-- START OF Records shown --
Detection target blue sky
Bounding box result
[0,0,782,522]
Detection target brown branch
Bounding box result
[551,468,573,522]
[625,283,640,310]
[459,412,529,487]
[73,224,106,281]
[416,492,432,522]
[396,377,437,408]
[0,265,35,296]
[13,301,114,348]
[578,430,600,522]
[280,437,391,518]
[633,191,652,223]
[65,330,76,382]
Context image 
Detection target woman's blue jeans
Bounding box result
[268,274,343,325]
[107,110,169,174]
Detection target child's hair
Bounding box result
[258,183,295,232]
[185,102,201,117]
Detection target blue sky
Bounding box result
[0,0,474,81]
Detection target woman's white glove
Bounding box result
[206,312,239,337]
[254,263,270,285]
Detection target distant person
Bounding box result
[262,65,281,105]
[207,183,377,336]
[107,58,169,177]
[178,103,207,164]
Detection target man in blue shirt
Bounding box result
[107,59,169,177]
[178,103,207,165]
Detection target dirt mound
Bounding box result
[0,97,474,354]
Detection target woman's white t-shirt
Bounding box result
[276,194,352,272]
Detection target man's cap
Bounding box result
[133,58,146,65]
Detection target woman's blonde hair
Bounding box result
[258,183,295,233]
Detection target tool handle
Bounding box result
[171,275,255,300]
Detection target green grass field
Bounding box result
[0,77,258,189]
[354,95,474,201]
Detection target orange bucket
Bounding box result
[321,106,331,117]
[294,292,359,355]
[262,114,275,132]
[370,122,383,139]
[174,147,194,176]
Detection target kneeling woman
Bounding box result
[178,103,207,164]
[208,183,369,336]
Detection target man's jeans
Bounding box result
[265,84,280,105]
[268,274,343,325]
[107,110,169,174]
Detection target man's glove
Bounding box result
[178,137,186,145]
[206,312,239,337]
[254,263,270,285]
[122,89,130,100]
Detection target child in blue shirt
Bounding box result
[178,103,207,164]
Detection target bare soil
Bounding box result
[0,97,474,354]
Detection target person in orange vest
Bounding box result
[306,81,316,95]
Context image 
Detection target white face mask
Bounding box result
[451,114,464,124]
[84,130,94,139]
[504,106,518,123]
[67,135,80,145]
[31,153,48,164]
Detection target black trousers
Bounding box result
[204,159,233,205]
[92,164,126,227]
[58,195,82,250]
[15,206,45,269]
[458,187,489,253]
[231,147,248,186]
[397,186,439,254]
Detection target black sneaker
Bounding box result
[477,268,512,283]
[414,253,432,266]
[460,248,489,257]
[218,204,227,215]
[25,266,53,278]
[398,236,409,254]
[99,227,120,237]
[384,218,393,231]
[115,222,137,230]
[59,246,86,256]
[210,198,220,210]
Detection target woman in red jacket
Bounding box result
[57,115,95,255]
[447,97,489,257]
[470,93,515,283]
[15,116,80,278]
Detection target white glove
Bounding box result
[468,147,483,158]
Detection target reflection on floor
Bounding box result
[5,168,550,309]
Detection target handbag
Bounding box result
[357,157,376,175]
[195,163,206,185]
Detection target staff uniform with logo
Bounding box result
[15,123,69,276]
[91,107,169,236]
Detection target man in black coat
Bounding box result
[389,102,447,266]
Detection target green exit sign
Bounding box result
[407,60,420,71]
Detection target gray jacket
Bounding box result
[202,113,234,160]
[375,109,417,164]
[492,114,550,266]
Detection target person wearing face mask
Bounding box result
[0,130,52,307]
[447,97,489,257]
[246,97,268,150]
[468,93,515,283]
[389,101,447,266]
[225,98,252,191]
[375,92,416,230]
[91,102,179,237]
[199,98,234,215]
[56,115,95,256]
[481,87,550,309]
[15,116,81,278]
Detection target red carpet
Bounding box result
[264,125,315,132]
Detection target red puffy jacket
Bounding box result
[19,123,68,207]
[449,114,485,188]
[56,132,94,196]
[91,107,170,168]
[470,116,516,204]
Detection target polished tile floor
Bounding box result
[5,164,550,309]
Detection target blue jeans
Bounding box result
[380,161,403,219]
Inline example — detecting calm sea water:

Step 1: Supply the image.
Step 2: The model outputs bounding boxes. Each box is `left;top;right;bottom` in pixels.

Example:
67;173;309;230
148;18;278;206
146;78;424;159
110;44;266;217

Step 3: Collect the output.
-- END OF Records shown --
» **Task details**:
Please set out the lines above as a Markdown table with the columns "Row" and "Line," numbering each line in order and skipping blank ones.

» **Finished task**:
| Row | Line |
|---|---|
| 1 | Detection target blue sky |
| 2 | Bounding box result |
| 3 | [0,0,782,522] |
| 4 | Detection target brown branch |
| 5 | Bounding box result |
| 6 | [551,468,573,522] |
| 7 | [625,283,640,310] |
| 8 | [459,412,529,487] |
| 9 | [73,224,106,281] |
| 10 | [416,492,432,522] |
| 11 | [396,377,437,408] |
| 12 | [0,265,35,296] |
| 13 | [13,301,114,348] |
| 14 | [578,430,600,522] |
| 15 | [280,437,391,518] |
| 16 | [633,191,652,223] |
| 17 | [65,330,76,382] |
| 18 | Context image  |
| 19 | Detection target woman's blue jeans |
| 20 | Bounding box result |
| 21 | [268,274,343,325] |
| 22 | [107,110,169,174] |
| 23 | Detection target child's hair |
| 24 | Bounding box result |
| 25 | [258,183,295,232] |
| 26 | [185,102,201,117] |
| 27 | Detection target blue sky |
| 28 | Bounding box result |
| 29 | [0,0,474,81] |
| 30 | Detection target woman's white glove |
| 31 | Bounding box result |
| 32 | [206,312,239,337] |
| 33 | [254,263,270,285] |
| 34 | Detection target distant person |
| 35 | Bounding box result |
| 36 | [262,65,281,105] |
| 37 | [207,183,377,336] |
| 38 | [107,58,169,177] |
| 39 | [178,103,207,164] |
| 40 | Detection target man in blue shirt |
| 41 | Bounding box result |
| 42 | [107,59,169,177] |
| 43 | [178,103,207,165] |
| 44 | Detection target dirt mound |
| 45 | Bounding box result |
| 46 | [0,97,474,354] |
| 47 | Detection target woman's white t-shirt |
| 48 | Bounding box result |
| 49 | [276,194,352,272] |
| 50 | Detection target man's cap |
| 51 | Bounding box result |
| 52 | [133,58,146,65] |
| 53 | Detection target woman's blonde hair |
| 54 | Bounding box result |
| 55 | [258,183,295,233] |
| 56 | Detection target tool handle |
| 57 | Bounding box result |
| 58 | [171,275,255,300] |
| 59 | Detection target green grass field |
| 60 | Bounding box result |
| 61 | [0,77,258,189] |
| 62 | [354,95,474,201] |
| 63 | Detection target orange bucket |
| 64 | Bounding box result |
| 65 | [321,106,331,117] |
| 66 | [294,292,359,355] |
| 67 | [262,114,275,132] |
| 68 | [370,122,383,139] |
| 69 | [174,147,194,176] |
| 70 | Detection target kneeling woman |
| 71 | Bounding box result |
| 72 | [178,103,207,164] |
| 73 | [208,183,369,336] |
| 74 | Detection target man's jeans |
| 75 | Bounding box result |
| 76 | [265,84,280,105] |
| 77 | [268,274,343,325] |
| 78 | [107,110,169,174] |
| 79 | Detection target man's glove |
| 80 | Bounding box result |
| 81 | [178,137,186,145] |
| 82 | [206,312,239,337] |
| 83 | [254,263,270,285] |
| 84 | [122,89,130,100] |
| 85 | Detection target child in blue shirt |
| 86 | Bounding box result |
| 87 | [178,103,207,164] |
| 88 | Detection target bare soil |
| 89 | Bounding box result |
| 90 | [0,97,474,354] |
| 91 | Detection target person in orange vest |
| 92 | Bounding box result |
| 93 | [306,81,316,95] |
| 94 | Context image  |
| 95 | Detection target white face mask |
| 96 | Bounding box result |
| 97 | [451,114,464,124] |
| 98 | [84,130,94,139] |
| 99 | [504,106,518,123] |
| 100 | [67,135,80,145] |
| 101 | [31,153,48,164] |
| 102 | Detection target black trousers |
| 103 | Bounding box result |
| 104 | [204,159,233,205] |
| 105 | [92,164,126,227] |
| 106 | [58,195,82,250] |
| 107 | [15,206,45,269] |
| 108 | [458,187,489,253] |
| 109 | [231,147,248,186] |
| 110 | [397,186,439,254] |
| 111 | Detection target black sneaker |
| 112 | Bounding box result |
| 113 | [477,268,512,283] |
| 114 | [414,253,432,266] |
| 115 | [460,248,489,257] |
| 116 | [218,204,227,215] |
| 117 | [25,266,53,278] |
| 118 | [398,236,409,254] |
| 119 | [99,227,120,237] |
| 120 | [384,218,393,231] |
| 121 | [115,222,137,230] |
| 122 | [59,246,86,256] |
| 123 | [210,198,220,210] |
| 124 | Detection target woman in red jacket |
| 125 | Bounding box result |
| 126 | [57,115,95,255] |
| 127 | [447,97,489,257] |
| 128 | [470,93,515,283] |
| 129 | [15,116,80,278] |
| 130 | Detection target white glove |
| 131 | Bounding box result |
| 132 | [468,147,483,158] |
| 133 | Detection target reflection on floor |
| 134 | Bounding box result |
| 135 | [5,168,550,309] |
| 136 | Detection target handbag |
| 137 | Bounding box result |
| 138 | [357,157,376,175] |
| 139 | [195,163,206,185] |
| 140 | Detection target staff uniform with logo |
| 141 | Bounding box result |
| 142 | [15,123,69,276] |
| 143 | [91,107,169,236] |
| 144 | Detection target man in black coat |
| 145 | Bounding box result |
| 146 | [389,102,447,266] |
| 147 | Detection target green exit sign |
| 148 | Bounding box result |
| 149 | [407,60,420,71] |
| 150 | Detection target gray jacket |
| 151 | Bounding box result |
| 152 | [202,113,234,160] |
| 153 | [375,109,417,164] |
| 154 | [492,114,550,266] |
| 155 | Detection target person wearing face mask |
| 156 | Bounding box result |
| 157 | [0,130,52,307] |
| 158 | [447,97,489,257] |
| 159 | [246,97,268,150] |
| 160 | [468,93,515,283] |
| 161 | [389,101,447,266] |
| 162 | [225,98,252,191] |
| 163 | [375,92,416,230] |
| 164 | [91,102,179,237] |
| 165 | [199,98,234,215] |
| 166 | [56,115,95,256] |
| 167 | [481,87,550,309] |
| 168 | [15,116,81,278] |
| 169 | Detection target red carpet |
| 170 | Bounding box result |
| 171 | [264,125,315,132] |
| 172 | Detection target red puffy jacket |
| 173 | Bounding box result |
| 174 | [19,123,68,207] |
| 175 | [449,114,485,188] |
| 176 | [56,132,94,196] |
| 177 | [91,107,170,168] |
| 178 | [470,116,516,204] |
| 179 | Detection target polished tile floor |
| 180 | Bounding box result |
| 181 | [5,164,550,309] |
| 182 | Detection target blue jeans |
| 183 | Bounding box result |
| 184 | [380,161,403,219] |
| 185 | Inline example — detecting calm sea water: |
| 186 | Step 1: Supply the image. |
| 187 | Step 2: The model outputs bounding boxes. Each box is `left;top;right;bottom` in pixels. |
| 188 | Example: |
| 189 | 67;173;309;230 |
| 190 | 148;18;278;206 |
| 191 | 146;78;424;159 |
| 192 | 110;44;266;217 |
| 193 | Step 3: Collect the output. |